··· AVAILABLE DATA

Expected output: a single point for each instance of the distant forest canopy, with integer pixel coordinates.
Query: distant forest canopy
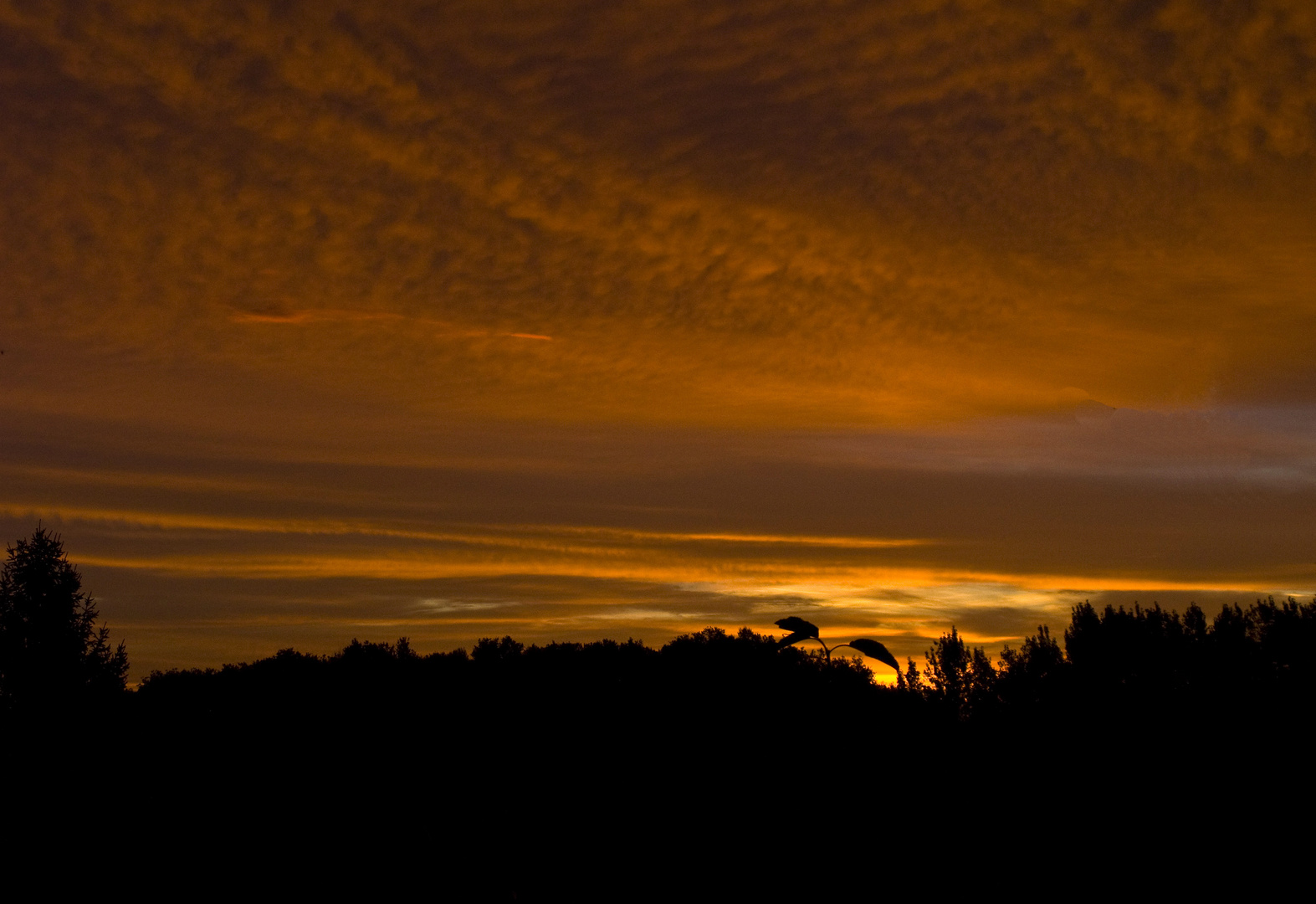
(1143, 664)
(1115, 664)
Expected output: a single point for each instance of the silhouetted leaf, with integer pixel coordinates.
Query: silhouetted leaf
(875, 650)
(796, 624)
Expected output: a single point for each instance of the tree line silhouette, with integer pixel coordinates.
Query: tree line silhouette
(1112, 664)
(719, 733)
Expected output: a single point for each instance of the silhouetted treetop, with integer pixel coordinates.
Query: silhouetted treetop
(52, 649)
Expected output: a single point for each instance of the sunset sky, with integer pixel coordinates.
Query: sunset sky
(574, 320)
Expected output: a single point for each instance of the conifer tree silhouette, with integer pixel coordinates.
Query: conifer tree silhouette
(50, 648)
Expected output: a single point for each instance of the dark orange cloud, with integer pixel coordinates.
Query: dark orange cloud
(450, 290)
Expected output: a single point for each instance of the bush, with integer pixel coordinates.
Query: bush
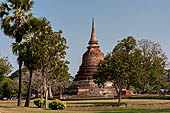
(57, 105)
(149, 97)
(39, 102)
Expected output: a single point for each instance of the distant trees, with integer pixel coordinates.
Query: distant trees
(131, 65)
(36, 44)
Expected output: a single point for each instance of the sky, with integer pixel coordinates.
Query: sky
(114, 20)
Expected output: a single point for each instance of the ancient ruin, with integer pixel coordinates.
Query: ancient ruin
(83, 85)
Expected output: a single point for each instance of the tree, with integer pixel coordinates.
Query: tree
(13, 15)
(42, 48)
(120, 66)
(5, 67)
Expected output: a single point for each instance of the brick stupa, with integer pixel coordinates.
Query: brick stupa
(83, 85)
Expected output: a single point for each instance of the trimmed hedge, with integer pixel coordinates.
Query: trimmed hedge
(57, 105)
(149, 97)
(39, 102)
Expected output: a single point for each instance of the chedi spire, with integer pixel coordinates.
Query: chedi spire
(93, 41)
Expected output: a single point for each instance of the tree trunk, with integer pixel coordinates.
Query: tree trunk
(29, 90)
(20, 81)
(119, 98)
(50, 92)
(46, 93)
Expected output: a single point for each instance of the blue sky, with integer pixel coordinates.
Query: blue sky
(114, 20)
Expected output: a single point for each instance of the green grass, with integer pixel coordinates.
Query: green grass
(134, 106)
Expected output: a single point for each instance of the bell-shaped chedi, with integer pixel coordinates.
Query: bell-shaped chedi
(83, 85)
(90, 59)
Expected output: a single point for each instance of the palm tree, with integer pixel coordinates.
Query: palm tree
(13, 15)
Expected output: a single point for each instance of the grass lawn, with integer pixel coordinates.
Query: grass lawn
(133, 106)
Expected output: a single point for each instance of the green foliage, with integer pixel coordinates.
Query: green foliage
(5, 67)
(150, 97)
(119, 66)
(6, 88)
(153, 66)
(39, 102)
(57, 105)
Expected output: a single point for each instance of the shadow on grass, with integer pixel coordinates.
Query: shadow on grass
(138, 111)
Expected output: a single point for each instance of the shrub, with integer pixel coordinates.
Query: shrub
(57, 105)
(149, 97)
(39, 102)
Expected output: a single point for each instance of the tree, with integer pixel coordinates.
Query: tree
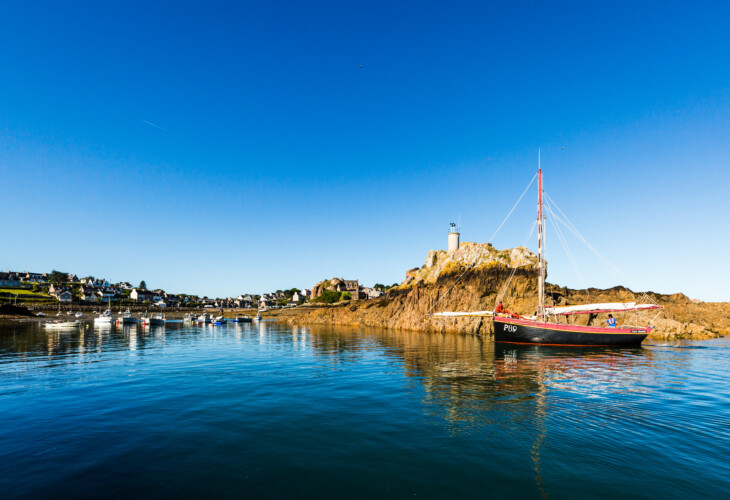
(57, 277)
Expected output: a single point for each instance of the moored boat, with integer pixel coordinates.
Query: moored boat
(127, 319)
(545, 327)
(157, 319)
(104, 319)
(241, 319)
(62, 325)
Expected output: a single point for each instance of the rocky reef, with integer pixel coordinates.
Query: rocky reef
(471, 279)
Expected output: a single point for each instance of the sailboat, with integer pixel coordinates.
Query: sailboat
(544, 328)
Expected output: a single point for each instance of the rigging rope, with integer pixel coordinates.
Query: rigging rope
(571, 227)
(488, 241)
(514, 269)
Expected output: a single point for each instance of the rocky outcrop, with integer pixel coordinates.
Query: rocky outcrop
(333, 284)
(474, 276)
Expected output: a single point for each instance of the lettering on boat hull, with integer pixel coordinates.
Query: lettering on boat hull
(533, 332)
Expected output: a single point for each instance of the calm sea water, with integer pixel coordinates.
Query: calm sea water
(267, 411)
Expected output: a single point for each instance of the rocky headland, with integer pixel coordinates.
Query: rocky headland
(471, 279)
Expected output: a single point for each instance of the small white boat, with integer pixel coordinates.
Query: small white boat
(203, 318)
(157, 319)
(104, 319)
(127, 318)
(59, 325)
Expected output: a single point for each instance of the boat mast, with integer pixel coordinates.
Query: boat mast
(540, 237)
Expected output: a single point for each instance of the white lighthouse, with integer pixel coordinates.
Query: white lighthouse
(453, 238)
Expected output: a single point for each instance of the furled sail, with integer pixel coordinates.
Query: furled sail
(447, 314)
(599, 308)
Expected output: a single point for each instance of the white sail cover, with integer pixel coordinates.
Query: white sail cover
(447, 314)
(599, 308)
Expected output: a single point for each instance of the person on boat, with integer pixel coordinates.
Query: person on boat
(500, 309)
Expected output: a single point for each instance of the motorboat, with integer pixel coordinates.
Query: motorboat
(104, 318)
(127, 319)
(203, 318)
(157, 319)
(241, 319)
(62, 325)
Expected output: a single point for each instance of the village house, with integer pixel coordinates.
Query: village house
(88, 295)
(106, 294)
(371, 293)
(9, 280)
(140, 295)
(35, 277)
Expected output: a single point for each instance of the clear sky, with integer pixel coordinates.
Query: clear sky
(220, 148)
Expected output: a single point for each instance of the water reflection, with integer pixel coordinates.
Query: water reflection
(409, 405)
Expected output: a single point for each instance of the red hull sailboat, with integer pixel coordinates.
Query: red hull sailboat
(544, 327)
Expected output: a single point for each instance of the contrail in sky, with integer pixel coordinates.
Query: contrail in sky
(153, 125)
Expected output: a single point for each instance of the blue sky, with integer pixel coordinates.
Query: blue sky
(217, 148)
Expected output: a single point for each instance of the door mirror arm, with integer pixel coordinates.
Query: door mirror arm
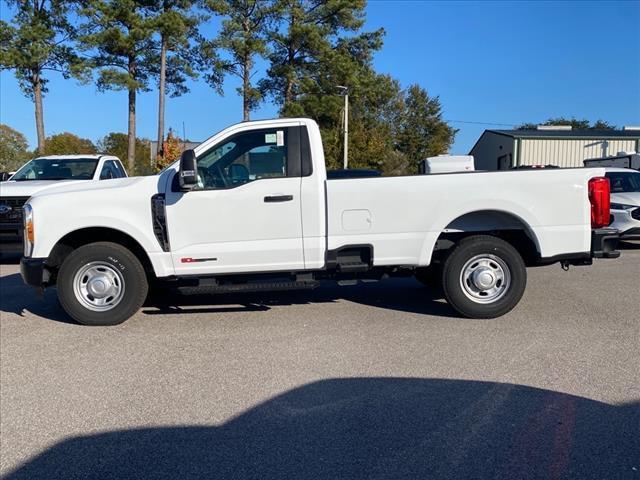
(188, 173)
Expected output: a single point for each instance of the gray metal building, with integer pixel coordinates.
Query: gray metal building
(560, 146)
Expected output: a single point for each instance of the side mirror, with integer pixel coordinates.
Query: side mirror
(188, 173)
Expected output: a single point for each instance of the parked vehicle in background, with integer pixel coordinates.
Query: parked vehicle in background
(447, 164)
(44, 173)
(625, 201)
(622, 160)
(251, 209)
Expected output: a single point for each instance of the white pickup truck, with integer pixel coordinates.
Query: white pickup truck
(44, 173)
(251, 208)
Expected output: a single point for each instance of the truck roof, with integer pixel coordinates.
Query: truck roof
(94, 156)
(617, 169)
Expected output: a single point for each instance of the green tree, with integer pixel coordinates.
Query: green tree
(602, 125)
(35, 43)
(13, 149)
(117, 144)
(68, 144)
(573, 122)
(422, 132)
(374, 99)
(119, 35)
(301, 42)
(177, 26)
(242, 37)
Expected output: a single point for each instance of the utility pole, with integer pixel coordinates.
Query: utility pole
(345, 160)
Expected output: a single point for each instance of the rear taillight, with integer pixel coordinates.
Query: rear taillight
(600, 198)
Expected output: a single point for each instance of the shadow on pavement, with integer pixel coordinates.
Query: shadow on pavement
(405, 295)
(18, 298)
(373, 428)
(401, 294)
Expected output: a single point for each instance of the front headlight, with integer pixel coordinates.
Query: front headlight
(621, 206)
(29, 232)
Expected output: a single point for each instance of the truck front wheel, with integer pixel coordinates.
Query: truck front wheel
(483, 277)
(101, 284)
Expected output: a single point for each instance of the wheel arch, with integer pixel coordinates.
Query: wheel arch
(84, 236)
(502, 224)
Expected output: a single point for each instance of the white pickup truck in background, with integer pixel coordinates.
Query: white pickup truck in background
(251, 208)
(44, 173)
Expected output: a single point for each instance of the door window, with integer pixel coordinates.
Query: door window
(243, 158)
(109, 170)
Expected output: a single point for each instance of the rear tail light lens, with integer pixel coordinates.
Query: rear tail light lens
(600, 198)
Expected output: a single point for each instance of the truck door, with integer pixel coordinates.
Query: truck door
(245, 214)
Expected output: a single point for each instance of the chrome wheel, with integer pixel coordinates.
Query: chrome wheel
(98, 286)
(485, 278)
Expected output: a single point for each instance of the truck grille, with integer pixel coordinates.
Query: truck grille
(11, 209)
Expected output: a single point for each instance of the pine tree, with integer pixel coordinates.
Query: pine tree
(38, 41)
(242, 37)
(422, 133)
(302, 40)
(178, 29)
(119, 35)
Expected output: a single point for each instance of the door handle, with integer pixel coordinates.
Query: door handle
(278, 198)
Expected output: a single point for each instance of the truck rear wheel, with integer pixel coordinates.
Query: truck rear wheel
(101, 284)
(483, 277)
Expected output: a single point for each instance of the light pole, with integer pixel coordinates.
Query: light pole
(345, 92)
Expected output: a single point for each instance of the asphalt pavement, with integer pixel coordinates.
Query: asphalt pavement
(370, 381)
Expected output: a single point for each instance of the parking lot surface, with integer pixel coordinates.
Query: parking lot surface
(366, 381)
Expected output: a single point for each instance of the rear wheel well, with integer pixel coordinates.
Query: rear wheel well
(494, 223)
(78, 238)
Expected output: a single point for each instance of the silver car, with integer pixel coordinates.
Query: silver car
(625, 201)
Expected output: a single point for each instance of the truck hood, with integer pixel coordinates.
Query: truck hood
(28, 188)
(103, 186)
(627, 198)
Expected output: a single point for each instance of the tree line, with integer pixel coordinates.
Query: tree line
(310, 47)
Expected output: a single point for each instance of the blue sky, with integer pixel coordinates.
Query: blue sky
(492, 62)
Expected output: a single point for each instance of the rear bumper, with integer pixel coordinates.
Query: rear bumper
(604, 242)
(34, 272)
(632, 234)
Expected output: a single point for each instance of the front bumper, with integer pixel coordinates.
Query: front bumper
(11, 238)
(34, 272)
(604, 242)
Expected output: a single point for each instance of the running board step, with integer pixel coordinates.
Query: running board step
(249, 287)
(353, 267)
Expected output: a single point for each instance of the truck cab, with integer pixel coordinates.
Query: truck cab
(43, 173)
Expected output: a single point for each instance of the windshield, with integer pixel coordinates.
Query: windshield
(58, 169)
(624, 182)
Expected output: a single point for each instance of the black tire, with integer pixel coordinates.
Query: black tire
(114, 258)
(461, 298)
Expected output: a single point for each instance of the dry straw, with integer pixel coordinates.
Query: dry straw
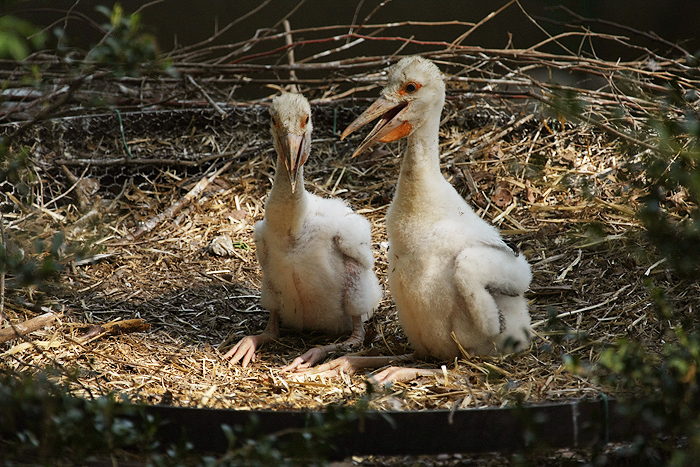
(555, 185)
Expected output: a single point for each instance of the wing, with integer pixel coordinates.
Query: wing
(354, 239)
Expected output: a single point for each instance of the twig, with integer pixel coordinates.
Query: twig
(207, 97)
(120, 326)
(172, 211)
(16, 330)
(2, 272)
(290, 54)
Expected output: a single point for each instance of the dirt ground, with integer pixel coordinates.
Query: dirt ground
(559, 191)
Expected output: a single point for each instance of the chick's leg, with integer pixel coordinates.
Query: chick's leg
(315, 355)
(244, 350)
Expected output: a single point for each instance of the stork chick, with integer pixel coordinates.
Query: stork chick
(315, 253)
(454, 280)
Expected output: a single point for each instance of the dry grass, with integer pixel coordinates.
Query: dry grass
(562, 191)
(558, 190)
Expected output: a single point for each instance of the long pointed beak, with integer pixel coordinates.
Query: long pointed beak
(292, 147)
(390, 126)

······

* [EXERCISE GOAL]: In the records above, find the line containing "cab, with integer pixel coordinates." and restate it and every line after it word for word, all pictures excluded.

* [RESPONSE TO THIS TASK]:
Expected output: a single point for each instance of the truck cab, with integer pixel coordinates.
Query: truck cab
(43, 173)
Expected output: a single point for each instance of the windshield, with integer pixel coordinates.
Query: windshield
(58, 169)
(624, 182)
Expected output: a single point for each instance of the black tire, with integer pixel coordinates.
Query: black tire
(114, 258)
(461, 298)
Expected output: a single point for each instance of the dry straw, with integer pixel coordinates.
Query: dry straw
(555, 185)
Expected output: a single point for each instance of the wing, with integer pixel coordinates.
Query: wing
(354, 239)
Expected output: a single point for each instance of the twig, with integer pixel coordinates.
Query: twig
(207, 97)
(120, 326)
(172, 211)
(16, 330)
(2, 272)
(290, 54)
Expected output: a single point for each instance of the dirt ground, with integer pixel coordinates.
Query: dirt ground
(559, 191)
Expected output: a single point for each instance of the chick's leg, with integer pixel coordinates.
Query: chick's leg
(315, 355)
(244, 350)
Expected output: a single point for each instance of the stork chick, with integer pixel coordinates.
Query: stork chick
(315, 253)
(454, 280)
Expected output: a single point for each instance of the dry grass, with integer pixel coordinates.
Query: dry grass
(562, 191)
(558, 190)
Expected output: a single point for each instance of the long pointed beak, with integer pixel coordinates.
Query: long pointed beak
(292, 147)
(390, 126)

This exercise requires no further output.